▶ _Aim of the exercise_:
Which lines in the rows below contain the string "blue"? Locate each one and copy it out in full.

[Dataset excerpt]
-- BEGIN --
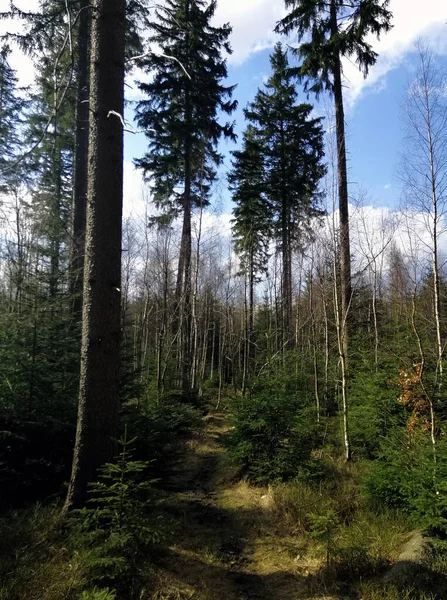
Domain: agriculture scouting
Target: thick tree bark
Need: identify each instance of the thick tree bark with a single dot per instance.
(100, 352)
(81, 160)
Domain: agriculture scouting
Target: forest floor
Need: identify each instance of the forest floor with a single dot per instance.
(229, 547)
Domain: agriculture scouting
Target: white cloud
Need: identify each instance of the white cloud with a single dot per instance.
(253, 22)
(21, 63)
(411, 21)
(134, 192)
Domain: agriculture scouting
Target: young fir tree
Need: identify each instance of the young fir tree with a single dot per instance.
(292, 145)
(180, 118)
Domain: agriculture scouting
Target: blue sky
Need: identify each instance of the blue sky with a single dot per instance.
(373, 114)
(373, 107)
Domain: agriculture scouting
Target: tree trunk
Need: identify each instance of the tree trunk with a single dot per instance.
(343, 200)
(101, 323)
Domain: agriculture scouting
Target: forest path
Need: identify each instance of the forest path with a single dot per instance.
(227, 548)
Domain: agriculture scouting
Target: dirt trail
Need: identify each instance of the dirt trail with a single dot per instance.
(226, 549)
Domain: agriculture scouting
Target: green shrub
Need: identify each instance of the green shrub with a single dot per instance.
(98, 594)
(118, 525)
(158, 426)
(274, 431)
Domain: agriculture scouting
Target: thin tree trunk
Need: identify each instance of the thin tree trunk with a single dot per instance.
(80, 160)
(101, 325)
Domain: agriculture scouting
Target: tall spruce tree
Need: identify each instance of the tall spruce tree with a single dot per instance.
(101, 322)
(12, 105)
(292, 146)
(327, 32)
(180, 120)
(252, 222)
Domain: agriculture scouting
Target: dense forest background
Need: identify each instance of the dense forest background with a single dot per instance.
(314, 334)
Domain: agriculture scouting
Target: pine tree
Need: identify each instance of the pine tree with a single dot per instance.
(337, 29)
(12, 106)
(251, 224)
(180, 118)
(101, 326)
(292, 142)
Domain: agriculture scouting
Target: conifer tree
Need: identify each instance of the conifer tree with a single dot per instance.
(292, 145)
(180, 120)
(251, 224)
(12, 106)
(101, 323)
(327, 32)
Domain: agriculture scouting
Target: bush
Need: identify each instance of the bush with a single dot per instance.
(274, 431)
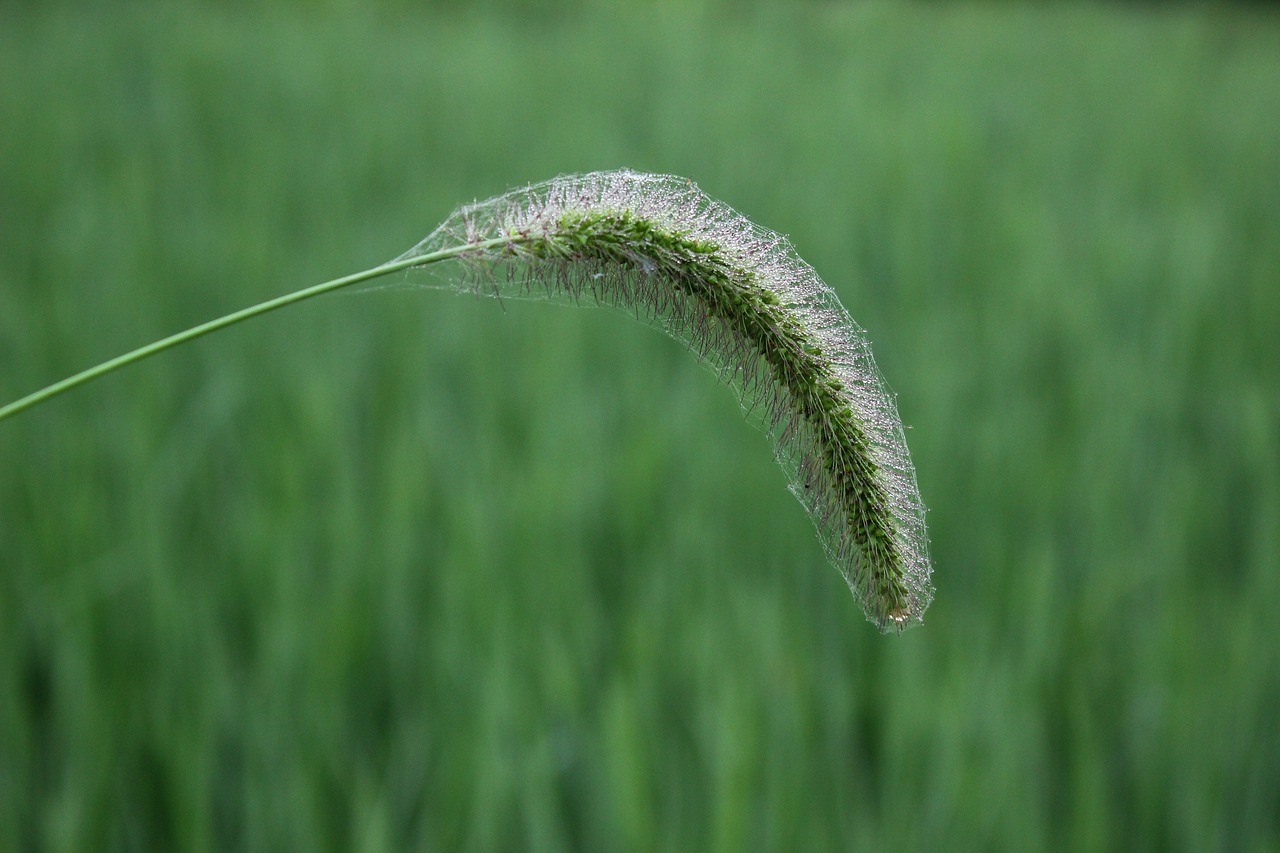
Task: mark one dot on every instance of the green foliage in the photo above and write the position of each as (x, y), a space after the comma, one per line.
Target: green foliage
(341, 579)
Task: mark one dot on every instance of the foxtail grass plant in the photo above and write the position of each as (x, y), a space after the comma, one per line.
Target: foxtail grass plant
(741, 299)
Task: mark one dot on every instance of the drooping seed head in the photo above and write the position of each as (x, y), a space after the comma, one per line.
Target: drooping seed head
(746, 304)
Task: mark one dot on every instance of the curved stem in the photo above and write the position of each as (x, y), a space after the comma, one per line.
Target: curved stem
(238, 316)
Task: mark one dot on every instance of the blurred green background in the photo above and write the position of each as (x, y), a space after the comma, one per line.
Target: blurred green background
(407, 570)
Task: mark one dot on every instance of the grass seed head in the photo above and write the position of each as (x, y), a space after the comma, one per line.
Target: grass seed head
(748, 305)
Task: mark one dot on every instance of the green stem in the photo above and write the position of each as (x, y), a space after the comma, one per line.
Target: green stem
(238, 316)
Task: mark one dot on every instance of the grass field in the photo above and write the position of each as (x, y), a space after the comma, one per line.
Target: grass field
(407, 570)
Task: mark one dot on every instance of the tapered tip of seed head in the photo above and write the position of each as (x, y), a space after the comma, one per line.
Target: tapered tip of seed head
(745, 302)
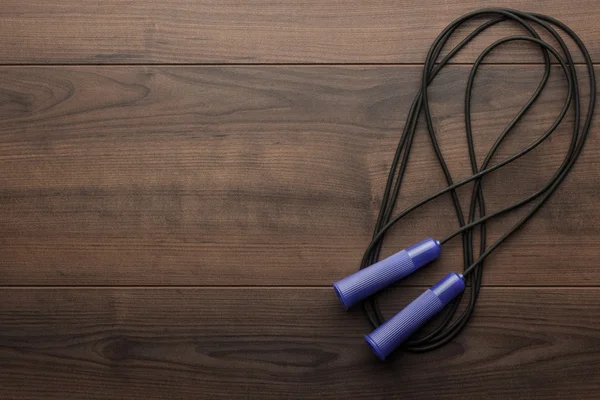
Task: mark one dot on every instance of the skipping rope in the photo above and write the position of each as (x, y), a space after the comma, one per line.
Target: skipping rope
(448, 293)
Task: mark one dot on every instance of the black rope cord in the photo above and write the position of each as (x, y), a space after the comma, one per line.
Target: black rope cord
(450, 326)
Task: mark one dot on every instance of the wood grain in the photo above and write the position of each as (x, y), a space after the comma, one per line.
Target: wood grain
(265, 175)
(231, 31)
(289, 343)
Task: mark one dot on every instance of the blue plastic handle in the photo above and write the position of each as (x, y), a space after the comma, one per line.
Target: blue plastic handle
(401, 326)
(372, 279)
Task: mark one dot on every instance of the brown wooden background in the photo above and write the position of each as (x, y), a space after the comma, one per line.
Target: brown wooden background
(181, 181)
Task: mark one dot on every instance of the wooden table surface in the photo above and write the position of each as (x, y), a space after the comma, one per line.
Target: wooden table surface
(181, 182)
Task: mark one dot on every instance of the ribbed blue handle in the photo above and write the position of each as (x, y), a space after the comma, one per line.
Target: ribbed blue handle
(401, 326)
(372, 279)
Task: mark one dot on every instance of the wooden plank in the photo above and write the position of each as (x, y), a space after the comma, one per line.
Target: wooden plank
-- END --
-- BEGIN --
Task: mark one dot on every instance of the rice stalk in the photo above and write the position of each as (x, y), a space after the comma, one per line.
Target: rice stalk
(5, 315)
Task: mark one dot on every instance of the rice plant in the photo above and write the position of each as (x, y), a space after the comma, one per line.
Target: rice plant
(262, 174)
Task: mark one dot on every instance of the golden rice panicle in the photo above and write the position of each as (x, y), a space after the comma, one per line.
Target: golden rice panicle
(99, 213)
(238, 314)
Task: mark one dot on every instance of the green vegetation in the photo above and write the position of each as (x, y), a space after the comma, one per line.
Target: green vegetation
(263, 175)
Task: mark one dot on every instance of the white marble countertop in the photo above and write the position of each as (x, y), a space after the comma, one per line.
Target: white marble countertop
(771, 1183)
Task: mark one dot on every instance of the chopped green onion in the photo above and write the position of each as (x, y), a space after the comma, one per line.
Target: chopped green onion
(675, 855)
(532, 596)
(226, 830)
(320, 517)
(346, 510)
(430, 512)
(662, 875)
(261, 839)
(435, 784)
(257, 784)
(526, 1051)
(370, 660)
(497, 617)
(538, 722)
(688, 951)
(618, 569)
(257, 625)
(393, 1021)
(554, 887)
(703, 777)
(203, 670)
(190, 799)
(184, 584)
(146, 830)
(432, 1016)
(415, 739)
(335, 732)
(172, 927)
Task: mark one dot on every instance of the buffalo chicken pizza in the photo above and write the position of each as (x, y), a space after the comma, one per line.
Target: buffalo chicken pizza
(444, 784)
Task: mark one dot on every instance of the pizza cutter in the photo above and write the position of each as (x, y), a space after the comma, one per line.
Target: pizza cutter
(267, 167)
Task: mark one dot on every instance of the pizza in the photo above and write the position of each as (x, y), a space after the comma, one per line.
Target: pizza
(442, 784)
-- END --
▶ _Solved problem_:
Target: blue sky
Need: identify each instance of the blue sky with a single dot per instance.
Task: mark one dot on every instance of the blue plastic handle in the photo above and write the position of each as (x, y), a space after the comma, one per line.
Target: blue plastic handle
Task: mark one dot on every instance of the ribbed blue handle in the photo above and write the position of each as (x, y), a space after the comma, one per line.
Target: ribbed blue handle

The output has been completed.